BEGIN
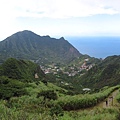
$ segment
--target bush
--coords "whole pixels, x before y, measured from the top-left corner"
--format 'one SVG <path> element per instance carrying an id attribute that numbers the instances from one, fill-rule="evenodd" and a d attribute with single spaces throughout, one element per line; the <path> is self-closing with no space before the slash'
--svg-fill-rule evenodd
<path id="1" fill-rule="evenodd" d="M 57 94 L 54 92 L 54 90 L 47 90 L 47 91 L 42 91 L 38 93 L 37 97 L 44 96 L 44 99 L 57 99 Z"/>
<path id="2" fill-rule="evenodd" d="M 116 100 L 120 103 L 120 90 L 119 90 L 119 92 L 117 93 Z"/>
<path id="3" fill-rule="evenodd" d="M 19 97 L 27 94 L 26 84 L 7 77 L 0 77 L 0 86 L 0 99 L 9 100 L 13 96 Z"/>
<path id="4" fill-rule="evenodd" d="M 12 79 L 20 79 L 21 72 L 18 67 L 17 60 L 14 58 L 9 58 L 3 63 L 4 75 Z"/>
<path id="5" fill-rule="evenodd" d="M 50 115 L 63 116 L 64 112 L 60 105 L 55 105 L 50 109 Z"/>
<path id="6" fill-rule="evenodd" d="M 53 102 L 53 104 L 60 105 L 64 110 L 77 110 L 87 107 L 95 106 L 100 101 L 104 100 L 111 92 L 118 89 L 119 86 L 111 87 L 95 94 L 74 95 L 61 97 Z"/>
END
TASK STATEMENT = The pictures in the listing above are to be dropped, and everything else reproduced exactly.

EXPECTED ANSWER =
$ segment
--target bush
--coords "whole pixels, x before y, measured from the top-left corner"
--format 'one SVG <path> element per instance carrying an id attribute that numbers the instances from one, fill-rule="evenodd" and a d attribute with single spaces throughout, one element per line; the <path> is self-closing with no space before the slash'
--svg-fill-rule evenodd
<path id="1" fill-rule="evenodd" d="M 57 94 L 54 92 L 54 90 L 47 90 L 47 91 L 42 91 L 38 93 L 37 97 L 44 96 L 44 99 L 57 99 Z"/>
<path id="2" fill-rule="evenodd" d="M 116 100 L 120 103 L 120 90 L 119 90 L 119 92 L 117 93 Z"/>
<path id="3" fill-rule="evenodd" d="M 19 97 L 27 94 L 26 84 L 7 77 L 0 77 L 0 86 L 0 99 L 9 100 L 13 96 Z"/>
<path id="4" fill-rule="evenodd" d="M 12 79 L 20 79 L 21 72 L 18 67 L 17 60 L 14 58 L 9 58 L 3 63 L 4 75 Z"/>
<path id="5" fill-rule="evenodd" d="M 50 115 L 63 116 L 64 112 L 60 105 L 55 105 L 50 109 Z"/>
<path id="6" fill-rule="evenodd" d="M 53 102 L 53 104 L 60 105 L 64 110 L 77 110 L 87 107 L 95 106 L 100 101 L 104 100 L 111 92 L 118 89 L 119 86 L 111 87 L 95 94 L 74 95 L 61 97 Z"/>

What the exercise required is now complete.